=== Page text ===
* * * * * * *
# Rebuilding Record hub?



## r_o_b_s_o_n (Jan 15, 2010)

Hi there,
I recently picked up a set of silver record hubs and am looking forward to building them with Ambrosio Nemisis tubular rims  any way, I'm wondering, since I got them used, and have no idea what their history is like, should I rebuild them? if so, what do you use on your record hubs, grease like Phil's or oil? anything tricky about these hubs I should know before I go at it?


----------



## RHankey (Sep 7, 2007)

Record hubs are no different than other makes of hubs, other than better finishing and balls. Use a good quality grease of your choosing. Don't use oil. Keep everything very clean as you put everything back together again. If the axles spin smoothly with no gritty feel, and there is no play, they may not even need rebuilding.


----------



## bigbill (Feb 15, 2005)

Whats been said, good quality grease. I use lithium grease (white). One thing to check, take the freehub off and feel how smooth the bearings inside are. They don't fail often, but replacing them is a pain. If they're rough, suck it up and do it now. Otherwise, keep the maintenance up and you can pass them on to your grandchildren.


----------



## pigpen (Sep 28, 2005)

I use Phil grease on the bearings and Phil tenatious oil on the pawls for my Campy hubs.
Campy lithium (actually any lithium) grease is very good too.


----------



## r_o_b_s_o_n (Jan 15, 2010)

Thanks for the feedback guys!

I wouldn't have given it a thought, except for that oil port on the hub shell? if the bearings are packed with grease, what's the deal with the oil port?

I've never really looked at the differences between lithium grease and normal grease? When would you want to use one over the other?


----------



## bigbill (Feb 15, 2005)

r_o_b_s_o_n said:


> Thanks for the feedback guys!
> 
> I wouldn't have given it a thought, except for that oil port on the hub shell? if the bearings are packed with grease, what's the deal with the oil port?
> 
> I've never really looked at the differences between lithium grease and normal grease? When would you want to use one over the other?


If you're talking about the port on the silver hub, in theory you could inject grease into the hub and let it flush out the old. I really don't know of anyone doing that, I have two wheelsets with Record hubs and I just take them apart, wipe out the old grease and then repack them. If you're talking about the hole on the freehub, you could put grease in there for the two cartridge bearings it uses. 

Lithium grease is white, Campy uses it in the factory. You can buy a tub of it for cheap at an auto parts store. Campy sells their own brand but it's pricey. Phil Wood grease is good but I've never used it for hubs. I use it for assembly, pedals, and to lightly coat the rear derailleur cable in the housing. Phil Wood grease is good for sealing against moisture as well. If you're putting an alloy seatpost in an alloy or steel frameset, a good slathering of PW grease will help to keep water out of your frame from around your post. As mentioned PW tenacious oil is good for freehub pawls. I use chainsaw bar oil on mine but I live in the PNW and have several chainsaws.


----------



## Bill Bikie (Jul 24, 2010)

*Throwback to track racing*



r_o_b_s_o_n said:


> Thanks for the feedback guys!
> 
> I wouldn't have given it a thought, except for that oil port on the hub shell? if the bearings are packed with grease, what's the deal with the oil port?
> 
> I've never really looked at the differences between lithium grease and normal grease? When would you want to use one over the other?


The last hub I had with an oil cap was an old Nuovo Record hub from the late '70's or 
'80's. I heard it was for squirting oil into the hub for short term races like track racing.
The oil provided less rolling resistance.


----------



## joeyb1000 (Feb 15, 2011)

I've serviced mine several times even though they stay very clean inside. I also use Phil grease.

Per the other posts, make sure there is no grease in the pawl area or they won't engage quick enough. I use wet chain lube.


----------
* * * * * * *
=== Recorded information ===

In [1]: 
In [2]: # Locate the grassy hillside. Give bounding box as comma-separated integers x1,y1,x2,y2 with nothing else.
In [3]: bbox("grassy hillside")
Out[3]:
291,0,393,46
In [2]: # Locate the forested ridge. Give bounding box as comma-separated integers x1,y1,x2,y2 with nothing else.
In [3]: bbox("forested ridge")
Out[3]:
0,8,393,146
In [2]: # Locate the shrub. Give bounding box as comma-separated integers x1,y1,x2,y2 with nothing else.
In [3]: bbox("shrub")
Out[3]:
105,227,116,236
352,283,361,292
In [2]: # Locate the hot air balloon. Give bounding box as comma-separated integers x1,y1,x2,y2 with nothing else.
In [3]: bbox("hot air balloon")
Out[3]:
* * * * * * *
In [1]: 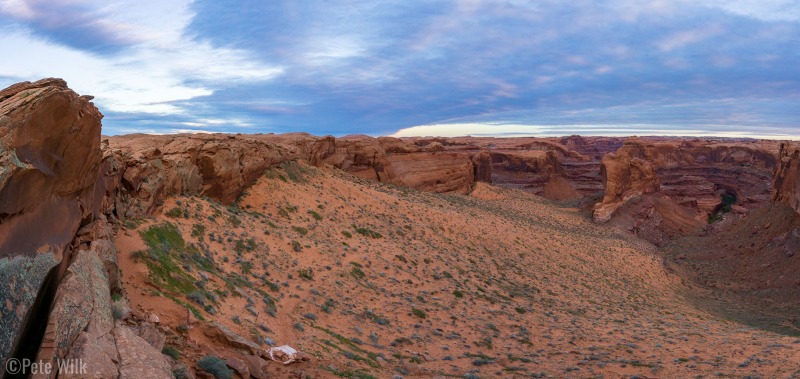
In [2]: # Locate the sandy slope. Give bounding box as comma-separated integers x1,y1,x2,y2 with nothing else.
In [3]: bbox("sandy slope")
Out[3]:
* * * * * * *
Please set down, word for word, the passage of the Record hub thread between "Whats been said, good" and "(Sep 28, 2005)", inclusive.

=== Written reply ===
Whats been said, good quality grease. I use lithium grease (white). One thing to check, take the freehub off and feel how smooth the bearings inside are. They don't fail often, but replacing them is a pain. If they're rough, suck it up and do it now. Otherwise, keep the maintenance up and you can pass them on to your grandchildren.


----------



## pigpen (Sep 28, 2005)